##### Quoted passage #####

Smalltalk › Pharo › Pharo Smalltalk Developers

Do we want AST-Debugger?

_‹ Previous Topic Next Topic _›

Classic

List

Threaded

7 messages Options

Denis Kudriashov

Do we want AST-Debugger?

Hi.

Look at AST-Interpreter project which includes AST-Debugger http://smalltalkhub.com/#!/~Pharo/AST-Interpreter. Code is so simple comparing to "bytecode simulation" approach of current debugger.

AST debugger are independent from bytecode set. It just visit AST-nodes to simulate code execution.

But current debugger simulates bytecode. It depends on current bytecode set. There are few kinds of BytecodeEncoders. To understand how current debugger is working you need to know many VM details.

So my question is why our debuggers are not based on AST interpreter? Why it is bad idea? (if it is bad).

Best regards,

Denis

Andrei Chis

Re: Do we want AST-Debugger?

##### Provided information #####

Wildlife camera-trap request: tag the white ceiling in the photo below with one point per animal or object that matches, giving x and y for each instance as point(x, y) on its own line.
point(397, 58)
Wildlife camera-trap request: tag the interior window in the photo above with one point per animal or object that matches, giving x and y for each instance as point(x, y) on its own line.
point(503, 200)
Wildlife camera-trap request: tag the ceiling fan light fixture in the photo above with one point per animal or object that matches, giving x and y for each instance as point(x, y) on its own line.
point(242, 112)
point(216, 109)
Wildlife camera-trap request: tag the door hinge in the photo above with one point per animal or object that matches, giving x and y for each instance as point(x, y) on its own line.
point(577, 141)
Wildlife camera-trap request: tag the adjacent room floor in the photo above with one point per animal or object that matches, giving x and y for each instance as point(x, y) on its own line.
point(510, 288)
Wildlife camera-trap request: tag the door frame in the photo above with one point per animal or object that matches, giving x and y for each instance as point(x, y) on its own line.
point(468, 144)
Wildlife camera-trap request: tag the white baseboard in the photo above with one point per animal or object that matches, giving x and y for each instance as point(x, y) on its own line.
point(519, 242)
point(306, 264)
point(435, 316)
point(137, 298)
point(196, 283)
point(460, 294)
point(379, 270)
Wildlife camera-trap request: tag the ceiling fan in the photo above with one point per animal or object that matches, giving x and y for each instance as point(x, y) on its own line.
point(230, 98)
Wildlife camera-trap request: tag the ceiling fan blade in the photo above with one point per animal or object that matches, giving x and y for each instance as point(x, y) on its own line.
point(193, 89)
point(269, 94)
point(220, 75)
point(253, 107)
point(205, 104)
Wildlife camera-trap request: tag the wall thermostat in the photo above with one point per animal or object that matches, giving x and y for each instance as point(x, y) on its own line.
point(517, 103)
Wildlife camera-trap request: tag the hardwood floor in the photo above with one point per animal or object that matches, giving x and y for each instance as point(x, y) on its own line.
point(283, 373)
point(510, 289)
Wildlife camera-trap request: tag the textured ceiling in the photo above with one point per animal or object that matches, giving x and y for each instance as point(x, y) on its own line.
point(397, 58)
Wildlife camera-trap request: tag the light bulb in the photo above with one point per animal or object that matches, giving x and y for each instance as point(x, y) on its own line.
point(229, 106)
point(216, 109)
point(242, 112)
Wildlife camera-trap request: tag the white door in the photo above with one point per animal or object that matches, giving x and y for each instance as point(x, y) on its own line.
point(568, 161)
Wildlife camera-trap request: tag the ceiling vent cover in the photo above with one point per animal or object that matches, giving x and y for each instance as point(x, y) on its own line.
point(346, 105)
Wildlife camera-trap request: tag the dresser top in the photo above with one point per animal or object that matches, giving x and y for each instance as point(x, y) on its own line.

#####

* Exercise
From the thread on an AST-based debugger, extract without changes the part that opens with the words containing "Look at AST-Interpreter" and closes with "simulate code execution.".

* Exercise result
Look at AST-Interpreter project which includes AST-Debugger http://smalltalkhub.com/#!/~Pharo/AST-Interpreter. Code is so simple comparing to "bytecode simulation" approach of current debugger.

AST debugger are independent from bytecode set. It just visit AST-nodes to simulate code execution.